There are ways to build resilience through re-visiting trauma with conscious awareness

August 31, 2020 
By David Gillis and Ruth Lamb


Co-author David Gillis is a retired volunteer lieutenant formerly with Squamish Fire Rescue in British Columbia.

In the June 2017 edition of Fire Fighting in Canada, Ruth Lamb and I (David Gillis) wrote an article called “Building Resilience: Core principles to overcoming PTSD”. We wrote about an incident where my mind-body reaction to a traumatic event had changed. It seemed as if I had processed that event differently. I let the trauma enter and pass through me rather than trying to avoid it or let it get stuck inside like many others, adding to the stack of my unprocessed previous traumatic events. I took myself off auto-pilot and started to let compassion and wisdom guide my reflection instead of judgement and criticism. We have written another article to further address how this was achieved as I share my experience as a now retired lieutenant and Ruth articulates her perspective as a registered nurse PhD and Strategic Resilience consultant.
^^^^^^^^^^^^^^^^
WORK TO COMPLETE
Continue the article on building resilience by revisiting trauma, beginning right after its last sentence.

Stored data entries
^^^^^^^^^^^^^^^^
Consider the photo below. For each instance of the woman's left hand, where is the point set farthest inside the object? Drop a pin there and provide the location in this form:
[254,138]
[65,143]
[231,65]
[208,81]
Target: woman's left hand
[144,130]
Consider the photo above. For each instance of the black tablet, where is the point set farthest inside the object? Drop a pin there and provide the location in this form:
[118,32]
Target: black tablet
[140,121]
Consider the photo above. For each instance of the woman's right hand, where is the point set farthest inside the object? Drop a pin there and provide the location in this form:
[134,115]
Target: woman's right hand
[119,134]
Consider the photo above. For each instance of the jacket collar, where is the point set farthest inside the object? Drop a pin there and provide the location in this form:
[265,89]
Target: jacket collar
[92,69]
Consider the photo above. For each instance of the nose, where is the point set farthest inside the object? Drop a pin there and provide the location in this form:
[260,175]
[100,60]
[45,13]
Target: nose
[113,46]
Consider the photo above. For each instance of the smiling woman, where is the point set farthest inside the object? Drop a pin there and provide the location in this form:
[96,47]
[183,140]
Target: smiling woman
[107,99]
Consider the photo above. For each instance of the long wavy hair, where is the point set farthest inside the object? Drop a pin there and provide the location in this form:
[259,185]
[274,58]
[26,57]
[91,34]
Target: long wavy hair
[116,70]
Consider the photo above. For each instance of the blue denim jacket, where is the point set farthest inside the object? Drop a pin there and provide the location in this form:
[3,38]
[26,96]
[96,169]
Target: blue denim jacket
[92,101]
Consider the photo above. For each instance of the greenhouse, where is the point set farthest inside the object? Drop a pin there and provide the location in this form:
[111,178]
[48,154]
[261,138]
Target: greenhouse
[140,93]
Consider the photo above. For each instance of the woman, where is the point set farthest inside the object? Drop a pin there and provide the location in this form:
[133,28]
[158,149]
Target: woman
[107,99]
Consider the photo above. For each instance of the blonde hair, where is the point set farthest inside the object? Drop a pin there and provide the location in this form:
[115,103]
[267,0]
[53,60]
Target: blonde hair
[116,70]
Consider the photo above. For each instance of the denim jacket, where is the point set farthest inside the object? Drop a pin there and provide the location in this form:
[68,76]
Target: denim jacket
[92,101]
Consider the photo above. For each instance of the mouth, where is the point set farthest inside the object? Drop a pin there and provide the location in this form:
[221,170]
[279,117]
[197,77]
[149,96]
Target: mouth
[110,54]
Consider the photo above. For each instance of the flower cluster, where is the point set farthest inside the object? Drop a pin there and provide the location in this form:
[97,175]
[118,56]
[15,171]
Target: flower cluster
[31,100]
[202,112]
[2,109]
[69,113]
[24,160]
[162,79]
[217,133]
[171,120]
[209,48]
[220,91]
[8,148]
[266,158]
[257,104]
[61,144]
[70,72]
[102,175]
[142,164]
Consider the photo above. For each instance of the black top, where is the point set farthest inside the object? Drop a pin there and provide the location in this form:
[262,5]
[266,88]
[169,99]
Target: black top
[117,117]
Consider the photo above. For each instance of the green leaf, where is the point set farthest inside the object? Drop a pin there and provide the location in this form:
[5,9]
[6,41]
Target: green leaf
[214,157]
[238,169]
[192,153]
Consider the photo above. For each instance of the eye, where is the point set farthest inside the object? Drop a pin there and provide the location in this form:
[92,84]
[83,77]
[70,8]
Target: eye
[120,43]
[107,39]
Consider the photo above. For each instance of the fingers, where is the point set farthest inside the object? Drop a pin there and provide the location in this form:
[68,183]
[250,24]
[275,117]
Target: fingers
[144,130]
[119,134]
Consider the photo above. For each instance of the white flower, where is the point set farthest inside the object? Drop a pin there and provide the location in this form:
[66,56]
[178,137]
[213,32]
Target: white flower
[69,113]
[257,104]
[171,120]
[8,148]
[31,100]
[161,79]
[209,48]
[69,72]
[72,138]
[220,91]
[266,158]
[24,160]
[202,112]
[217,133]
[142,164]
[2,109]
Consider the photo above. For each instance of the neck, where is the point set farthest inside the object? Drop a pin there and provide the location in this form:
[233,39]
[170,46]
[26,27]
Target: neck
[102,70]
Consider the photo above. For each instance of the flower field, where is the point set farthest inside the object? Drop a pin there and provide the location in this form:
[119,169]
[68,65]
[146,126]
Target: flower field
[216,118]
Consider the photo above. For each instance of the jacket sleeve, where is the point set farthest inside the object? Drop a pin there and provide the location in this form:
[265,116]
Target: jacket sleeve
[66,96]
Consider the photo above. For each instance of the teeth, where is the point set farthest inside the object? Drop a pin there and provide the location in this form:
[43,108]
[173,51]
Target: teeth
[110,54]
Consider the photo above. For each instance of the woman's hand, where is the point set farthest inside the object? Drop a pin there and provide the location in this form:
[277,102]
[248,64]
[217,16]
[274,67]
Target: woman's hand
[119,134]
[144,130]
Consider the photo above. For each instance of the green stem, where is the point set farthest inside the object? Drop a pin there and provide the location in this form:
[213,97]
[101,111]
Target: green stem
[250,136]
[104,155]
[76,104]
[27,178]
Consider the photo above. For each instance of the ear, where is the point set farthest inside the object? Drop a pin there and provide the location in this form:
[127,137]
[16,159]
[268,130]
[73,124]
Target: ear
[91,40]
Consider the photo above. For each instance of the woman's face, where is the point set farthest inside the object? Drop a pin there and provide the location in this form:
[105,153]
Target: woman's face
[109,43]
^^^^^^^^^^^^^^^^
ANSWER
Ruth: We know from the research and our own personal experience that trauma is defined and processed uniquely by each of us. Trauma is real. Trauma deserves respect. And, the best way to restore a healthy resilience (versus the resilience of toxic denial) is to name the issue, and the accompanying emotions, with open-minded awareness. What is more, name what this mix of onslaught is doing to your vitality, your cells, your general physical health and your mood. Then, with kindness towards yourself, start the releasing process. David has given an example of his personal practice for releasing stress and trauma. He is no longer stacking trauma and later suffering the bite-back.

David: To stay resilient during my tenure in the fire service, I had to transition from the role of hands-on reactive firefighter/first responder to hands-on observer/reflector officer. Now I find myself making a similar shift from reaction to observation and reflection in regard to many levels (past and present) of trauma exposures. I have become more consciously aware of myself being an ‘informed witness’ of the effect that trauma has had on my whole being.

When responding to a call, I’m acknowledging and processing radio updates, being mindful of weather, road conditions and traffic, and reflecting on the experience, expertise, and skill level of the crew. I’m also checking my recall of previous similar events to help formulate a plan of attack and deployment of crew and equipment required. Then there’s me: how am I doing?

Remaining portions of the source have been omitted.